↓

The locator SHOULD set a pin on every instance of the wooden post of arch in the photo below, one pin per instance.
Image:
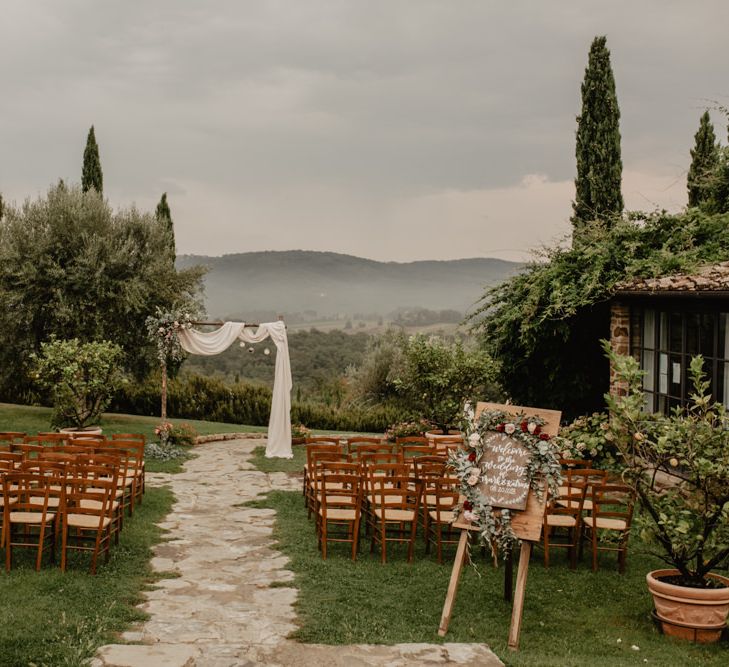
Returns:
(163, 410)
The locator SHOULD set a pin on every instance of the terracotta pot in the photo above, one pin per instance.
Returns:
(697, 614)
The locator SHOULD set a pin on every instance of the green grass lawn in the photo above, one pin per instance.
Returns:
(570, 617)
(56, 619)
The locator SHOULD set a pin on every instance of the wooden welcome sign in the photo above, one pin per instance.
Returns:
(505, 483)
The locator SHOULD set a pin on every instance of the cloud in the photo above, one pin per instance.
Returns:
(367, 128)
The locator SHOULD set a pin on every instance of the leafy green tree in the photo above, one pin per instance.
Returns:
(704, 161)
(164, 216)
(81, 378)
(436, 378)
(543, 325)
(91, 175)
(599, 163)
(73, 268)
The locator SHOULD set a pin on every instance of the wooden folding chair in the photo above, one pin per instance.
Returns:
(28, 521)
(340, 506)
(395, 513)
(87, 517)
(563, 512)
(611, 515)
(310, 449)
(441, 498)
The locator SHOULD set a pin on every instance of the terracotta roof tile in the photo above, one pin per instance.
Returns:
(709, 279)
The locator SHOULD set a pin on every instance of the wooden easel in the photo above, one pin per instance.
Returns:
(527, 526)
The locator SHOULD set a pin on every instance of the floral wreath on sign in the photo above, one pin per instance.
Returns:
(163, 327)
(493, 523)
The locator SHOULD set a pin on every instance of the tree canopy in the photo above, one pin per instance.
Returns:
(164, 216)
(73, 268)
(91, 174)
(704, 161)
(599, 162)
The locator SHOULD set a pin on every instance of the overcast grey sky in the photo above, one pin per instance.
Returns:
(391, 130)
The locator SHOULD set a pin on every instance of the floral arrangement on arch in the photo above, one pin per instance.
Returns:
(163, 327)
(494, 524)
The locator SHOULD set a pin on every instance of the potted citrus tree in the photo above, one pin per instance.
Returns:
(679, 467)
(81, 379)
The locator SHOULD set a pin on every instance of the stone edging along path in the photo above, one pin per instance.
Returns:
(221, 610)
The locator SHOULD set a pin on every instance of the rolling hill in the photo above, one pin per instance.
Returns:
(329, 284)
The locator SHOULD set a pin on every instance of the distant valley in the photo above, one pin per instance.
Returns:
(324, 285)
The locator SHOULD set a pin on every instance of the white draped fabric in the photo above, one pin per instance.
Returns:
(215, 342)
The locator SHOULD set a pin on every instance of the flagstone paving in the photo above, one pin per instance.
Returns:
(220, 610)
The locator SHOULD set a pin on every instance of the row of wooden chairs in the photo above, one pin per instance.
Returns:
(589, 506)
(388, 492)
(63, 456)
(44, 500)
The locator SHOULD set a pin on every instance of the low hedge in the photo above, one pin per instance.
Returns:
(212, 399)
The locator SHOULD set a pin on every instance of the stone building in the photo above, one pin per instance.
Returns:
(663, 322)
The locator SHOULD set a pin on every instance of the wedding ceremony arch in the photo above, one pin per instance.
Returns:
(208, 343)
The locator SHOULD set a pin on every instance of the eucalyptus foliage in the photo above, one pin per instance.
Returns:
(544, 324)
(679, 467)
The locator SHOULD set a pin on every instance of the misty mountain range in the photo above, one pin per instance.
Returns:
(330, 284)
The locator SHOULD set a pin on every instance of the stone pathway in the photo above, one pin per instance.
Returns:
(221, 610)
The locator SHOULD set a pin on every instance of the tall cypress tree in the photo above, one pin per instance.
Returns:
(599, 164)
(91, 176)
(704, 161)
(164, 216)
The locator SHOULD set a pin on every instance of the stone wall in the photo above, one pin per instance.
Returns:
(619, 341)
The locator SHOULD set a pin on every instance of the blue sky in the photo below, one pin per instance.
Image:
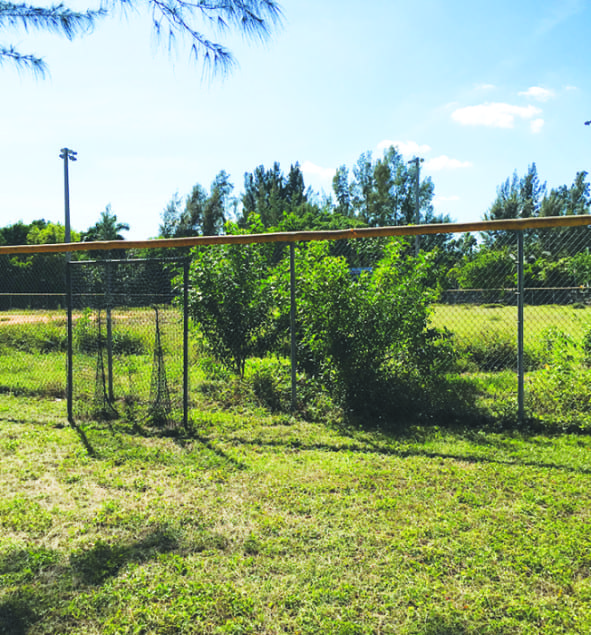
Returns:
(476, 89)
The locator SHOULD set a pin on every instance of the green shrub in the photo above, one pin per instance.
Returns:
(232, 300)
(367, 338)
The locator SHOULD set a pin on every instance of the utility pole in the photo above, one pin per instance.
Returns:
(417, 161)
(67, 154)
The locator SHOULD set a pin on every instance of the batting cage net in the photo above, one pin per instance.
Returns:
(127, 356)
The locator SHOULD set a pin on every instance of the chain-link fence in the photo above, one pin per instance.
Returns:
(497, 313)
(128, 340)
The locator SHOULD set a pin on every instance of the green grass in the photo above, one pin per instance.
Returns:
(469, 321)
(267, 524)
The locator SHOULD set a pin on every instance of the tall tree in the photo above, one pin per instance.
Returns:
(271, 195)
(174, 19)
(517, 197)
(107, 228)
(203, 214)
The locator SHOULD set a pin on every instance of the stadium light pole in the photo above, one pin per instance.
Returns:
(417, 161)
(67, 155)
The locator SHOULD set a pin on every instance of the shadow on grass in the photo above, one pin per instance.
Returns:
(370, 446)
(26, 603)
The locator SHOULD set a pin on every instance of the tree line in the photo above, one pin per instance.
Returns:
(374, 192)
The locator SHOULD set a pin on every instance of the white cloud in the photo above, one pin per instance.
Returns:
(443, 162)
(407, 148)
(494, 115)
(484, 86)
(539, 93)
(308, 167)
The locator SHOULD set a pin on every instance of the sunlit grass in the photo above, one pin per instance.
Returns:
(269, 524)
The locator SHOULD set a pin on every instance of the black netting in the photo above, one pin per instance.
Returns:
(128, 341)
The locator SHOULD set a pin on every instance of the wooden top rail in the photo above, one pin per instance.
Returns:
(289, 237)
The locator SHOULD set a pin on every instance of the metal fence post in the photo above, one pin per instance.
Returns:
(520, 301)
(69, 373)
(109, 334)
(292, 283)
(186, 342)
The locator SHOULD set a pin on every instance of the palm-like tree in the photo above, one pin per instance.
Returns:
(171, 18)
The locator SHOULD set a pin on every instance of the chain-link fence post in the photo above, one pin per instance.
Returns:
(292, 283)
(69, 374)
(520, 298)
(186, 342)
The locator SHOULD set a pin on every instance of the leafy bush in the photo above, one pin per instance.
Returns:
(367, 338)
(232, 299)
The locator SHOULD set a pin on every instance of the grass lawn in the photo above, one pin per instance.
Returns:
(261, 524)
(471, 320)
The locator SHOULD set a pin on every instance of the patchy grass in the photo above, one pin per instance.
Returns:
(267, 524)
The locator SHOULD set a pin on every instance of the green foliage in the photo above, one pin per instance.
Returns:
(367, 338)
(232, 300)
(175, 19)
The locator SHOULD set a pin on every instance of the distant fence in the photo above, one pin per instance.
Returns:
(537, 253)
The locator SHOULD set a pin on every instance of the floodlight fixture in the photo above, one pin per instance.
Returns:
(67, 154)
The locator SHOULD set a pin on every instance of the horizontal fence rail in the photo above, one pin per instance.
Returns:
(304, 236)
(512, 316)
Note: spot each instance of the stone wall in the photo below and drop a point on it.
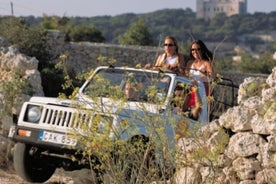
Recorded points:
(84, 56)
(240, 146)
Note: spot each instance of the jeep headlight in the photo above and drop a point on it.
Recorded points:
(33, 114)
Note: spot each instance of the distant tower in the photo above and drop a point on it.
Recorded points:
(207, 9)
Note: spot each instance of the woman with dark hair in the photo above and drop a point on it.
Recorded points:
(171, 59)
(200, 65)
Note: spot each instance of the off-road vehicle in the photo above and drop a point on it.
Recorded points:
(48, 129)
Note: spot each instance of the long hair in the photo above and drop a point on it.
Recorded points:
(174, 41)
(206, 53)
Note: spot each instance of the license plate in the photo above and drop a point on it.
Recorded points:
(12, 131)
(56, 138)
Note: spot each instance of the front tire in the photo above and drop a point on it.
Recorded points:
(30, 167)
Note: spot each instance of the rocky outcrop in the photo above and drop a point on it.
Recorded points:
(14, 67)
(239, 147)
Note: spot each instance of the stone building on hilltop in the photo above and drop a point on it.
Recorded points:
(207, 9)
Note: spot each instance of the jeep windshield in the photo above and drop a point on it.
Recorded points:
(129, 84)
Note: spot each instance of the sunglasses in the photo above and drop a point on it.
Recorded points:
(169, 44)
(197, 49)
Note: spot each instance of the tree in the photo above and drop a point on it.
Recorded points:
(137, 34)
(86, 33)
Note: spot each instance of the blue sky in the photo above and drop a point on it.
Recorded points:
(90, 8)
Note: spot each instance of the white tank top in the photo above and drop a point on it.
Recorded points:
(196, 74)
(171, 60)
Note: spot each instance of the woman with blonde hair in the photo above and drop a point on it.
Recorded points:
(171, 59)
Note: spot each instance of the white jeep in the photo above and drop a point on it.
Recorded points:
(48, 129)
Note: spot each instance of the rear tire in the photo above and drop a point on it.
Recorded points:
(29, 167)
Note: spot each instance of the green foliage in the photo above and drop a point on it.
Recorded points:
(28, 40)
(137, 34)
(49, 22)
(86, 33)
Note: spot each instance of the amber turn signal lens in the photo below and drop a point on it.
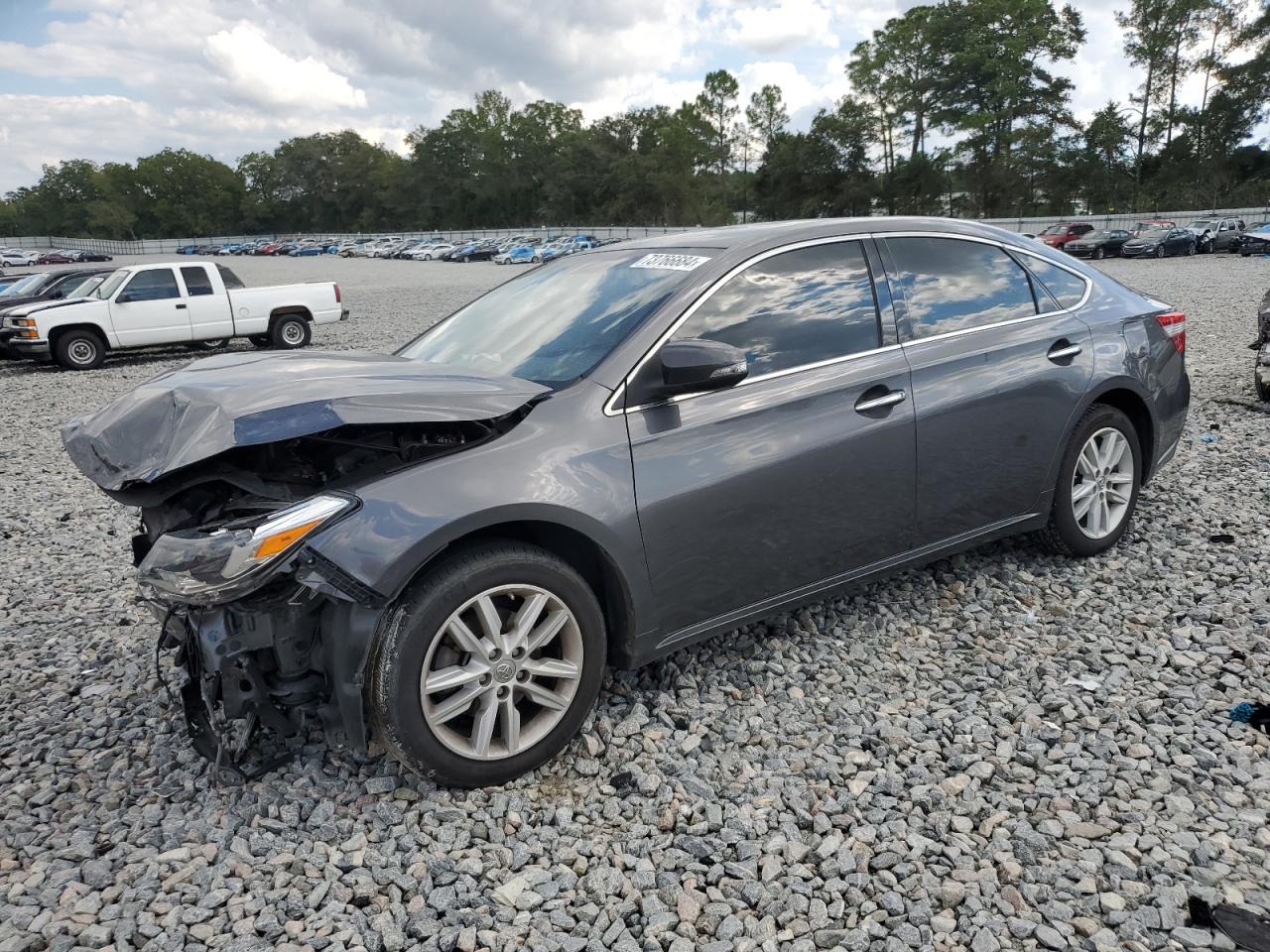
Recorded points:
(284, 539)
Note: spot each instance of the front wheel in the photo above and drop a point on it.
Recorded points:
(290, 331)
(1097, 484)
(488, 665)
(79, 350)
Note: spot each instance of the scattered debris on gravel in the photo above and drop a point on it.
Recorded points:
(1005, 751)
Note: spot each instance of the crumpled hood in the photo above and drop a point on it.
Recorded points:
(249, 399)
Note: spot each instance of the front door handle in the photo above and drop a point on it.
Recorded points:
(1064, 350)
(890, 399)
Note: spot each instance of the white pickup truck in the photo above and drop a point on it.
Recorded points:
(200, 304)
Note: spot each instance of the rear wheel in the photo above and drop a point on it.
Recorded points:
(79, 350)
(1097, 484)
(488, 665)
(290, 331)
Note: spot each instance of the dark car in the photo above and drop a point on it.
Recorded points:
(1255, 240)
(1216, 234)
(607, 460)
(1058, 235)
(1097, 244)
(51, 286)
(1160, 243)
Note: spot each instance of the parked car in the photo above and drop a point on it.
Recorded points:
(1261, 345)
(430, 253)
(1151, 225)
(1062, 232)
(1097, 244)
(498, 525)
(200, 304)
(1160, 243)
(521, 254)
(53, 286)
(1255, 240)
(1216, 234)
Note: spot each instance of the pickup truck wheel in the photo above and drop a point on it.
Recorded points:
(290, 333)
(79, 350)
(488, 665)
(216, 344)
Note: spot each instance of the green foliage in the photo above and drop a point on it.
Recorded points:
(957, 108)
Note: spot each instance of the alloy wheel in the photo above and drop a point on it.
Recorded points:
(502, 671)
(1102, 483)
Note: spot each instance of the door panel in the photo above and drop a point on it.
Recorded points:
(757, 490)
(994, 385)
(208, 312)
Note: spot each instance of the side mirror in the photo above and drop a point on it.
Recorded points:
(695, 365)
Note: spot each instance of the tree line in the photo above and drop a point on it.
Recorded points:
(956, 108)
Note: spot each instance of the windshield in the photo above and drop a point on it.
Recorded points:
(557, 322)
(82, 287)
(107, 287)
(26, 286)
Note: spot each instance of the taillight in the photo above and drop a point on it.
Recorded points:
(1175, 326)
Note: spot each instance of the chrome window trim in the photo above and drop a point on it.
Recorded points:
(611, 408)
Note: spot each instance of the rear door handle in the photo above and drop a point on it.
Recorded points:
(896, 397)
(1062, 350)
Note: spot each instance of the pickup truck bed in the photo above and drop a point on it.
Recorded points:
(197, 303)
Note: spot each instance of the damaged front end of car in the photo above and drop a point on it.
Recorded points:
(266, 630)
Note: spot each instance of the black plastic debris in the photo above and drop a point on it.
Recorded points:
(1245, 928)
(1255, 715)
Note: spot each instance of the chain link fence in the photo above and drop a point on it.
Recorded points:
(151, 246)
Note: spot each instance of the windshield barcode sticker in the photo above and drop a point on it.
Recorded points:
(671, 263)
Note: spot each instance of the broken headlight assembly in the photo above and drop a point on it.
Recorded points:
(212, 566)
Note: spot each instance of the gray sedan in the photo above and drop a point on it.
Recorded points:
(615, 456)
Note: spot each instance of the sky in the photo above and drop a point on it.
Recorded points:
(111, 80)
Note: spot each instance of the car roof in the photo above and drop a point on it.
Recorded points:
(737, 236)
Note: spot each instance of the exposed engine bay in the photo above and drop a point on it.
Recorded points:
(234, 461)
(255, 665)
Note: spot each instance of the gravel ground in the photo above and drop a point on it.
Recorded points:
(906, 769)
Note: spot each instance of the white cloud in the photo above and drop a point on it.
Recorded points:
(257, 70)
(788, 23)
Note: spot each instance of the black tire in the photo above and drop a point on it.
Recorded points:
(1064, 535)
(416, 622)
(79, 350)
(214, 344)
(290, 331)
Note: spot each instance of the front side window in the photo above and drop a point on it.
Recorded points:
(556, 324)
(155, 285)
(794, 308)
(951, 285)
(197, 284)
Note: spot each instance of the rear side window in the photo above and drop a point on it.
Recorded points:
(197, 284)
(1067, 289)
(798, 307)
(157, 285)
(951, 285)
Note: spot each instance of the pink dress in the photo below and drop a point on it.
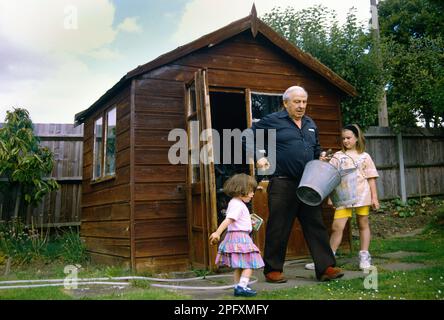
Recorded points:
(237, 250)
(354, 189)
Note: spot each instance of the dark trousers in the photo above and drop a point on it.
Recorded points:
(284, 207)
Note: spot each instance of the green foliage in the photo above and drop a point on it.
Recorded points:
(72, 249)
(27, 244)
(413, 36)
(20, 243)
(348, 50)
(23, 162)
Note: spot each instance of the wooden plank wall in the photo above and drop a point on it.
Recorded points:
(105, 219)
(240, 62)
(423, 152)
(61, 207)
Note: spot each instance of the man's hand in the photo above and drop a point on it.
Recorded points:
(214, 238)
(263, 164)
(375, 204)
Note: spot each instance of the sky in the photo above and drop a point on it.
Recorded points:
(57, 57)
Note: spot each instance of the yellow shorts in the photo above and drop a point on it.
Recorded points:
(347, 212)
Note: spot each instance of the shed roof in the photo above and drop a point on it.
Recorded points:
(256, 26)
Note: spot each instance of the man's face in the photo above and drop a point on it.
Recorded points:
(296, 104)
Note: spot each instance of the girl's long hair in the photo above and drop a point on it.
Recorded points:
(240, 185)
(360, 143)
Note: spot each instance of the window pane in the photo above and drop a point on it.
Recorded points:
(98, 147)
(192, 100)
(110, 157)
(194, 157)
(263, 104)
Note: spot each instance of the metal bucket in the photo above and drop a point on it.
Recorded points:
(319, 179)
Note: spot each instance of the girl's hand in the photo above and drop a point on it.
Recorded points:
(375, 204)
(214, 238)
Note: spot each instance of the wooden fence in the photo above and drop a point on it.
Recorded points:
(410, 164)
(61, 207)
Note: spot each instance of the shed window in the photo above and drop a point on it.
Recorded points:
(110, 156)
(105, 145)
(98, 147)
(263, 104)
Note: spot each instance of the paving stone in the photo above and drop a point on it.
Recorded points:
(401, 266)
(399, 254)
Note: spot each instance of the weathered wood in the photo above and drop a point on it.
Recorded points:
(168, 173)
(105, 259)
(155, 105)
(162, 228)
(151, 155)
(164, 191)
(152, 138)
(116, 211)
(161, 247)
(106, 229)
(110, 195)
(163, 263)
(166, 122)
(114, 247)
(160, 210)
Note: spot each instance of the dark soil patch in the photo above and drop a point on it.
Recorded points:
(395, 220)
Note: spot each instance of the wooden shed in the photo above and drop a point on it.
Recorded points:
(140, 210)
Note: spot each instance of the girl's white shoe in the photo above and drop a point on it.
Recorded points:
(365, 260)
(310, 266)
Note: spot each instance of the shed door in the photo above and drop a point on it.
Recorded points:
(201, 187)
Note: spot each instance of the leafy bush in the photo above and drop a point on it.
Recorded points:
(72, 249)
(24, 244)
(20, 243)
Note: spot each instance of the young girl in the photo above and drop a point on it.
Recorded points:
(237, 250)
(357, 190)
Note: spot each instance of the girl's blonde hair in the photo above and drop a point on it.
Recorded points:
(360, 143)
(239, 185)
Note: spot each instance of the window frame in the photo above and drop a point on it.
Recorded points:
(103, 177)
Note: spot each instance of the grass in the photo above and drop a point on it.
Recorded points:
(138, 290)
(417, 284)
(420, 284)
(425, 284)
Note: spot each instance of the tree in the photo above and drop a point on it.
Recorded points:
(348, 50)
(24, 163)
(412, 33)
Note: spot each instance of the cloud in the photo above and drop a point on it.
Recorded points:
(130, 25)
(58, 26)
(46, 53)
(71, 88)
(203, 16)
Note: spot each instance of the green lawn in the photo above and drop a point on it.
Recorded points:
(425, 283)
(420, 284)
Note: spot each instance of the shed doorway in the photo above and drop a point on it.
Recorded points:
(228, 112)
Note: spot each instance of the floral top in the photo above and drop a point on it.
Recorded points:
(354, 189)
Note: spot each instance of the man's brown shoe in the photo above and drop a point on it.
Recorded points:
(275, 277)
(331, 273)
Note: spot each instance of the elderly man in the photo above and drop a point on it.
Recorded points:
(297, 142)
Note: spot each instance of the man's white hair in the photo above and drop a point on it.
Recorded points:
(291, 89)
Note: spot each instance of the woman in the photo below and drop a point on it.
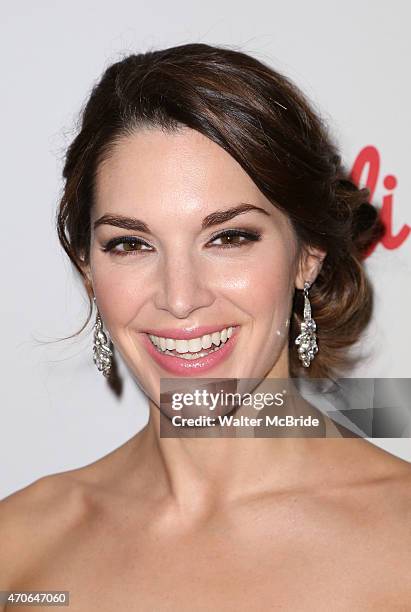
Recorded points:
(204, 201)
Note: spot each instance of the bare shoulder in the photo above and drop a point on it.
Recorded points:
(34, 518)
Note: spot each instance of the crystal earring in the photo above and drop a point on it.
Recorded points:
(307, 340)
(102, 354)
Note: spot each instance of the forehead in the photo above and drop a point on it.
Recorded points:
(172, 174)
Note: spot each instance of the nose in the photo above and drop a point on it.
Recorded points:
(183, 287)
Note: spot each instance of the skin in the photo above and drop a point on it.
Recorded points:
(211, 524)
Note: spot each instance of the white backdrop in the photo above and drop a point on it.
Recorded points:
(351, 58)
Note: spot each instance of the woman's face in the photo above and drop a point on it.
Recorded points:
(178, 273)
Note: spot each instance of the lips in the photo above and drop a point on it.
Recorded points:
(192, 367)
(187, 333)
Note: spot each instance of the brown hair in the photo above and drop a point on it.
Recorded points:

↑

From the records above, transcribe exactly the lines starting at the one containing "the distant fence" and ending at the one containing "Note: spot each instance of the front tire". Skip the pictures.

* Result below
The locator SHOULD set a pin on every instance of the distant fence in the photo above, one pin per instance.
Returns:
(537, 253)
The locator SHOULD set a pin on every instance of the floodlight fixture in the photo above, one pin per instance.
Returns:
(67, 154)
The locator SHOULD set a pin on every instance of the horizontal fence rail in the photo above, one pin per instance.
Returns:
(304, 236)
(512, 316)
Note: spot each instance of the stone wall in the photo below and drop a point on it.
Recorded points:
(84, 56)
(240, 146)
Note: spot each instance of the jeep headlight in the photo above and drop a point on it.
Recorded points:
(33, 114)
Note: spot each instance of the distant tower in the photo above and drop a point on it.
Recorded points:
(207, 9)
Note: spot each instance of the woman with dark hair in the photo above and drop a point on it.
Recorded points:
(171, 59)
(200, 65)
Note: spot each instance of the off-road vehicle in the photo above and drop a point on it.
Recorded points:
(48, 129)
Note: spot each instance of the long hair in the photo above and drop a point on it.
Recorded points:
(174, 41)
(206, 53)
Note: spot each instance of the license plate in the photo above and drop a point on it.
Recorded points:
(12, 131)
(56, 138)
Note: spot each instance of the front tire in the photo above and drop a point on it.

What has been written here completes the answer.